(Photo object pointing records)
● ● ●
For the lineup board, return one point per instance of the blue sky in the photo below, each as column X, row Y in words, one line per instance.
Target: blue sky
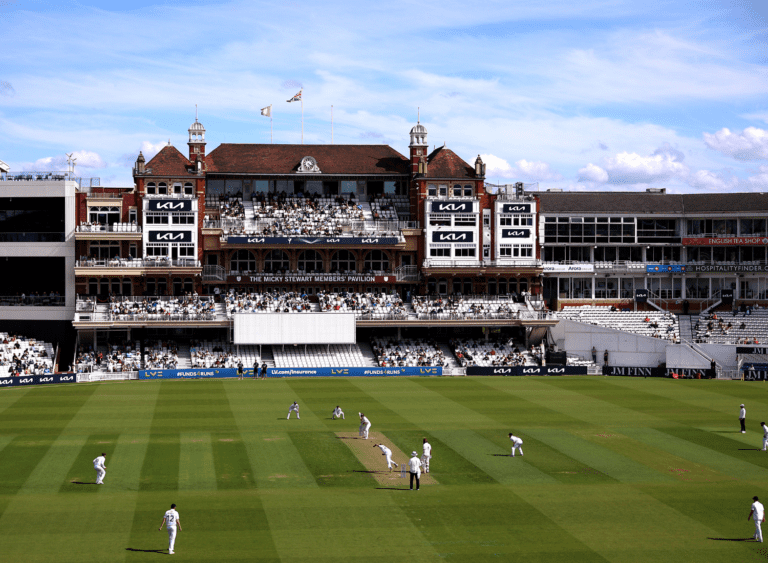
column 600, row 94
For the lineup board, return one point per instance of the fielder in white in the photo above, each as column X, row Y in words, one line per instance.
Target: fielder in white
column 426, row 456
column 387, row 452
column 765, row 435
column 101, row 469
column 517, row 443
column 171, row 520
column 365, row 426
column 758, row 515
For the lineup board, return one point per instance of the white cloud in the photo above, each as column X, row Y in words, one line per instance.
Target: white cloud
column 497, row 167
column 593, row 173
column 758, row 181
column 750, row 144
column 708, row 180
column 83, row 159
column 631, row 168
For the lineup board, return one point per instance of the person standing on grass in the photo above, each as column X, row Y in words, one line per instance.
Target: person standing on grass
column 414, row 467
column 517, row 443
column 758, row 515
column 743, row 419
column 101, row 469
column 365, row 426
column 171, row 520
column 426, row 456
column 387, row 452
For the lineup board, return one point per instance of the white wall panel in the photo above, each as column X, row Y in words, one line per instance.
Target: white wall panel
column 300, row 328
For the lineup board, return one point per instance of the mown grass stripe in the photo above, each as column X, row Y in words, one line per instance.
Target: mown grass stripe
column 599, row 458
column 330, row 461
column 724, row 457
column 196, row 467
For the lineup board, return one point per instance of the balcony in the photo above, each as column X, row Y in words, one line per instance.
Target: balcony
column 123, row 231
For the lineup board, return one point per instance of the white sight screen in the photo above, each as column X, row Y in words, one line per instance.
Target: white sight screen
column 299, row 328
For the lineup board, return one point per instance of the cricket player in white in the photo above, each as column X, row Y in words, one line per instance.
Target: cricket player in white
column 517, row 443
column 765, row 435
column 101, row 469
column 758, row 515
column 414, row 468
column 365, row 426
column 387, row 452
column 426, row 456
column 171, row 520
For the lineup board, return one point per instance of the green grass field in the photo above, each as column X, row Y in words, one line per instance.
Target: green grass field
column 615, row 469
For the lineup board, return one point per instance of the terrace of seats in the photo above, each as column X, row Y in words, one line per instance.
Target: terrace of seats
column 481, row 353
column 334, row 355
column 659, row 324
column 292, row 215
column 24, row 356
column 391, row 352
column 744, row 328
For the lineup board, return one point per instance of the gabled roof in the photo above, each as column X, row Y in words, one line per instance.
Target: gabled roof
column 644, row 202
column 444, row 163
column 285, row 159
column 169, row 162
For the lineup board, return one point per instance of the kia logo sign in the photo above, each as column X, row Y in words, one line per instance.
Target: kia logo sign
column 515, row 233
column 451, row 207
column 170, row 236
column 516, row 208
column 452, row 236
column 170, row 205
● ● ●
GIVEN EXERCISE.
Quote the full listing above word for word; exclude every picture from the copy.

TASK ANSWER.
For the lineup board, return one point per instance of the blue sky in the photo below, each as column X, row Y in words, one line per instance.
Target: blue sky
column 600, row 94
For the lineup board, return one point per instance of the fielder in white in the photo above, each as column X, row Y in words, one line per instance.
Target: fielder in white
column 426, row 456
column 387, row 452
column 765, row 435
column 101, row 469
column 517, row 443
column 171, row 520
column 365, row 426
column 758, row 515
For the lineup board, return one point per instance of the white cloud in the photo above, each as column X, row Y in words, one line per instance.
Target: white cloud
column 497, row 167
column 593, row 173
column 758, row 181
column 750, row 144
column 708, row 180
column 83, row 159
column 631, row 168
For the lineup board, return one point per instance of the person standing on grass in the photo above, each as column X, row Y in words, one line per instance.
Target: person standing on grass
column 414, row 467
column 517, row 443
column 758, row 515
column 743, row 419
column 101, row 469
column 365, row 426
column 171, row 520
column 426, row 456
column 387, row 452
For the lineup board, return one point per instance of the white wall panel in the photo above, each as column X, row Y in words, one line per instance.
Target: white wall panel
column 300, row 328
For the lineup board, return one point per instance of the mown grass stripe in the photo above, each as column X, row Y in words, one line per instance.
Target: mown grass stripe
column 599, row 458
column 330, row 461
column 724, row 457
column 196, row 467
For the lineup board, return one point per instance of the balcony in the photo above, each as column X, row Y in words, one line per instance.
Target: balcony
column 123, row 231
For the lineup board, return one point per instance of the white sight screen in the photo above, each as column X, row Y in words, one line per instance.
Target: white sight screen
column 299, row 328
For the lineup board, return one point per instance of the cricket player in white in the photo above, each as column X, row Y in words, one line per instance.
Target: cricket player in white
column 517, row 443
column 765, row 435
column 101, row 469
column 758, row 515
column 414, row 468
column 365, row 426
column 387, row 452
column 426, row 456
column 171, row 520
For the lineup board, return one point per instance of the green grass field in the photo above, each as column X, row Y in words, one line per instance.
Target: green grass field
column 615, row 469
For the lineup board, return one point per instance of the terrace of seats in the photo above, each as column X, row Y in words, one line per instance.
Target: terrace of seats
column 481, row 353
column 334, row 355
column 659, row 324
column 292, row 215
column 24, row 356
column 391, row 352
column 744, row 328
For the lineup board, return one point per instance of the gabled roof in the photo above, each as column X, row Y in words, one line per instance.
Target: gabled roof
column 644, row 202
column 444, row 163
column 285, row 159
column 169, row 162
For the lineup board, return one point per instance of the kia logo sign in the photo above, each as column X, row Y in words, one line per instance.
Target: kia logo sign
column 515, row 233
column 451, row 207
column 170, row 236
column 516, row 208
column 452, row 236
column 170, row 205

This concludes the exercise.